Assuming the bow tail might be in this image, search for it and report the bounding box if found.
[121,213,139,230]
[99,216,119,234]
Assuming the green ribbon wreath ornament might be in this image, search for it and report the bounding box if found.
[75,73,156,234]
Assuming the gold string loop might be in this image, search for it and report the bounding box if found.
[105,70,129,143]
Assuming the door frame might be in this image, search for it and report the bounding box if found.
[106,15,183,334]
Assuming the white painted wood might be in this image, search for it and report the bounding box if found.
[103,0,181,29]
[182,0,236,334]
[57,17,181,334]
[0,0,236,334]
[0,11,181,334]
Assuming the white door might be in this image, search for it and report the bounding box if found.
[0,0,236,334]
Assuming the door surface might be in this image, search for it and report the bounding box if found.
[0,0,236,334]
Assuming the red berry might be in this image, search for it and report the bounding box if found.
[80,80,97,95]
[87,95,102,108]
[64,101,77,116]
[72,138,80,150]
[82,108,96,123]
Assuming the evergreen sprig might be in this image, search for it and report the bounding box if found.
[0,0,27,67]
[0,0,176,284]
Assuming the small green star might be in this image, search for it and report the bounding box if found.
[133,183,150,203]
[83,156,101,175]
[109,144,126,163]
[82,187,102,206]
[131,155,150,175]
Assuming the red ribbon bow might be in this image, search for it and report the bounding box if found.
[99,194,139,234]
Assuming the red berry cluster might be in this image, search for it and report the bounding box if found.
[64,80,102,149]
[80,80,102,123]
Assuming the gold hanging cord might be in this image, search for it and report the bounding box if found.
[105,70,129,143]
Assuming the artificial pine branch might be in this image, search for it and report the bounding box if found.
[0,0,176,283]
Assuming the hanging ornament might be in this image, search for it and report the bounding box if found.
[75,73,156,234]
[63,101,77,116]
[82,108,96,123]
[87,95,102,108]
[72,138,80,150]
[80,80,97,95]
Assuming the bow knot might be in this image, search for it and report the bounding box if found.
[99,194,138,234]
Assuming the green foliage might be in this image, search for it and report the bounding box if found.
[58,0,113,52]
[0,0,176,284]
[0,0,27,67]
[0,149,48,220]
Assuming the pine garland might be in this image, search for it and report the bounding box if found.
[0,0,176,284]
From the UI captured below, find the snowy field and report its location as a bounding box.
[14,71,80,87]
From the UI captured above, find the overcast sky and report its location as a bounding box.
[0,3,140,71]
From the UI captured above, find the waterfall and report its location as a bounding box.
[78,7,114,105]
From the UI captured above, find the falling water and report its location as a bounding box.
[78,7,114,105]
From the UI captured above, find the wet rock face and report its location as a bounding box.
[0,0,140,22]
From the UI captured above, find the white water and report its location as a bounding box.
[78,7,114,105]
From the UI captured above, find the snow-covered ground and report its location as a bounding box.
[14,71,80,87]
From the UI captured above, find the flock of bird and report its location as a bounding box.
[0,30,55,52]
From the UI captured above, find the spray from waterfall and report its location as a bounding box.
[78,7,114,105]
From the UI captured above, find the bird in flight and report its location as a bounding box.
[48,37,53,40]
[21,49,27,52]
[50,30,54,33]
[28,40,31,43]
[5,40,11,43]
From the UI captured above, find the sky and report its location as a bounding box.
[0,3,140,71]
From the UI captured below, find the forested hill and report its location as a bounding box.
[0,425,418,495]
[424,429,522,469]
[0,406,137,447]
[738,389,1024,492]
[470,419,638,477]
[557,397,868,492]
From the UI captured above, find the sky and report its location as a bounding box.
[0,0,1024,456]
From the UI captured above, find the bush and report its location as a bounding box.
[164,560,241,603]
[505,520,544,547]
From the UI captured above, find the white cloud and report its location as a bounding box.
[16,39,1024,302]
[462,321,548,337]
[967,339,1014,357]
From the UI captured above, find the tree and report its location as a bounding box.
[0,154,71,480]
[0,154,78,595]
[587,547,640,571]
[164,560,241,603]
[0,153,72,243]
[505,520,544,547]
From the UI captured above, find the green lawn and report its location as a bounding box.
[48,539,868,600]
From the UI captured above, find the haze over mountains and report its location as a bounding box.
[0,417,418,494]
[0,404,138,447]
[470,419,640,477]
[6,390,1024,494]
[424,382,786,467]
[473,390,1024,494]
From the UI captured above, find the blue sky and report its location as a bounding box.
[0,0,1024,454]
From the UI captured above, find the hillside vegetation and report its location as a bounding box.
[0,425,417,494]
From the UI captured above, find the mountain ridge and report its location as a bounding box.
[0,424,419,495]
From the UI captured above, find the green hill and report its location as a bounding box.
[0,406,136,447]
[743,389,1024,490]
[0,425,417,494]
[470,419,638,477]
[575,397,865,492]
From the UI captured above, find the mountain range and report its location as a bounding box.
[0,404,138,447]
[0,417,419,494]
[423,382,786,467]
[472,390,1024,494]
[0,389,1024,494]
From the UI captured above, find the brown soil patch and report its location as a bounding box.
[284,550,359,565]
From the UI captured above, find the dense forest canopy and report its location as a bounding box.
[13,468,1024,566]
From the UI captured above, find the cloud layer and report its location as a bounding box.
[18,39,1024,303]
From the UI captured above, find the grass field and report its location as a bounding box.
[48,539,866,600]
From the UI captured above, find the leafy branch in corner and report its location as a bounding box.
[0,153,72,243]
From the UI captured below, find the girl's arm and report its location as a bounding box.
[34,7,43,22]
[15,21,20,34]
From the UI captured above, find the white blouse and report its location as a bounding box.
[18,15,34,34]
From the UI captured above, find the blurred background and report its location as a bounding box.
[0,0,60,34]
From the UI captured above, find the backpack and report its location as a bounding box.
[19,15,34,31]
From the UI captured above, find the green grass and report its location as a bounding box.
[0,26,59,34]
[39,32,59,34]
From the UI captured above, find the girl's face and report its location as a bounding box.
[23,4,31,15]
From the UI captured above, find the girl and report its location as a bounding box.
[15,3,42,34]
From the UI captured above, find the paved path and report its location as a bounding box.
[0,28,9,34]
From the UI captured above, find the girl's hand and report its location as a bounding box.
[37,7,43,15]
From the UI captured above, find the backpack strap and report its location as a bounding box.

═══

Copy every one of the records above word for word, without changing anything.

FINAL ANSWER:
Assuming the bow tail might be in this image, search for it and report the bounding box if found.
[121,213,139,230]
[99,216,119,234]
Assuming the green ribbon wreath ornament might be in this image, search for it and report the bounding box if found.
[75,73,156,234]
Assuming the gold string loop might be in this image, search for it and report the bounding box if found.
[105,70,129,143]
Assuming the door frame might be in this image, search for it and report the bounding box if found.
[106,15,183,334]
Assuming the white painted wood might be in this image, search for it and report the bounding box if found.
[103,0,181,29]
[182,0,236,334]
[57,17,181,334]
[0,0,236,334]
[0,11,181,334]
Assuming the white door might be in this image, search for it and report the bounding box if found.
[0,0,236,334]
Assuming the door surface might be in this image, search for it and report the bounding box if found.
[0,0,236,334]
Assuming the red berry might be in this image, search for it and report the bounding box if found.
[80,80,97,95]
[87,95,102,108]
[64,101,77,116]
[72,138,80,150]
[82,108,96,123]
Assuming the evergreen sprig might be in this image, search for it and report the bounding box if found.
[0,0,27,67]
[0,0,176,284]
Assuming the small green star might be in this image, search for it and report the bounding box if found.
[133,183,150,203]
[83,156,101,175]
[109,144,126,163]
[82,187,102,206]
[131,155,150,175]
Assuming the red ribbon bow might be in this image, search for it and report the bounding box if found.
[99,194,139,234]
Assuming the red berry cluster might be in this image, search for it and report the bounding box if found.
[64,80,102,149]
[80,80,102,123]
Assuming the gold hanging cord might be in this image, search for it and report the bounding box if found.
[105,70,129,143]
Assuming the artificial pine branch might be in this image, search for it and report the bounding box if found.
[0,0,176,283]
Assuming the hanging ornament might be in this image, search for it and report the bounding box if found.
[75,73,156,234]
[63,101,77,116]
[82,108,96,123]
[87,95,102,108]
[72,138,80,150]
[80,80,97,95]
Assuming the bow knot might be in this image, search for it and report the bounding box if found.
[99,194,138,234]
Assuming the green foliage might be in this image, search for it and report the bounding box if found.
[58,0,113,52]
[0,0,176,284]
[0,0,27,67]
[0,149,48,220]
Assuming the pine garland might be in this image, search for it and report the bounding box if found.
[0,0,176,284]
From the UI captured below, find the snowy field and report its location as a bounding box.
[14,71,80,87]
From the UI captured above, find the overcast sky and report its location as a bounding box.
[0,3,140,71]
From the UI captured above, find the waterfall and report its location as a bounding box.
[78,7,114,105]
From the UI captured above, find the falling water and report its location as a bounding box.
[78,7,114,105]
From the UI captured above, find the wet rock face and report its location as a bounding box.
[0,0,140,22]
From the UI captured above, find the white water and report its location as a bounding box.
[78,7,114,105]
From the UI captured above, find the snow-covered ground and report its location as a bounding box.
[14,71,80,87]
From the UI captured above, find the flock of bird and report its location as a bounding box.
[0,30,55,52]
From the UI captured above, find the spray from waterfall and report its location as a bounding box.
[78,7,114,105]
From the UI captured above, find the bird in flight and report its location as a bounding box.
[48,37,53,40]
[21,49,27,52]
[50,30,54,33]
[28,40,31,43]
[5,40,11,43]
From the UI captured above, find the sky and report its location as a bounding box.
[0,3,140,71]
From the UI captured below, find the forested hill and report its location as a bounding box.
[0,425,418,495]
[424,429,522,469]
[0,406,137,447]
[738,389,1024,492]
[470,419,638,477]
[557,397,868,492]
From the UI captured above, find the sky and report its location as a bounding box.
[0,0,1024,456]
From the UI captured above, find the bush and report its location as a bounding box.
[164,560,241,603]
[505,520,544,547]
From the UI captured above, find the white cloud and report its location as a bounding box.
[16,39,1024,302]
[462,321,548,337]
[967,339,1014,357]
From the UI captured above, find the tree and report its location as a bounding box.
[0,154,71,480]
[0,154,78,595]
[587,547,640,571]
[164,560,241,603]
[0,153,72,243]
[505,520,544,547]
From the UI captured above, find the green lawn and report its location as a bounding box.
[48,539,868,600]
From the UI captured above, find the haze over mountains and report its location as a bounding box.
[0,417,418,494]
[0,404,138,447]
[470,419,640,477]
[6,390,1024,494]
[424,382,786,467]
[473,390,1024,494]
From the UI captured above, find the blue sky and report its location as a bounding box.
[0,0,1024,454]
From the UI captured above, find the hillside vegetation and report its location as a bounding box.
[0,425,417,494]
From the UI captured above, find the mountain ridge and report its location as a bounding box.
[0,424,419,495]
From the UI captured above, find the green hill and report its location as a bounding box.
[0,406,136,447]
[743,389,1024,490]
[0,425,417,494]
[470,419,638,477]
[575,397,865,492]
From the UI captured above, find the mountain range and report its location as a bounding box.
[0,404,138,447]
[0,417,419,494]
[423,382,786,467]
[472,390,1024,494]
[0,389,1024,494]
From the UI captured above, find the brown soil patch and report its location as a bounding box.
[284,550,359,565]
From the UI captured above, find the dense forest canopy and report its location as a bounding box.
[13,468,1024,566]
From the UI captured above, find the cloud layer and report its location as a bounding box.
[18,39,1024,303]
From the UI captured above, find the grass field and report its location as a bounding box.
[48,539,866,600]
From the UI captured above, find the leafy branch in corner and report its location as a bounding box.
[0,153,72,243]
From the UI captured below, find the girl's arm and report its location as a bounding box.
[34,7,43,22]
[15,21,20,34]
From the UI captured above, find the white blouse and report its location as a bounding box.
[18,15,34,34]
From the UI captured above, find the blurred background and report its location as a bounding box.
[0,0,60,34]
From the UI captured above, find the backpack and report its location as a bounding box.
[19,15,34,31]
From the UI captured above, find the green grass and report its location as a bounding box.
[0,26,59,34]
[39,32,59,34]
From the UI captured above, find the girl's face and report its location as a bounding box.
[23,4,31,15]
From the UI captured above, find the girl and report its location as a bounding box.
[15,3,42,34]
From the UI captured above, find the paved path and report its location as a bounding box.
[0,28,9,34]
From the UI captured above, find the girl's hand and report its location as a bounding box.
[37,7,43,15]
From the UI captured above, find the backpack strap and report its location as a bounding box.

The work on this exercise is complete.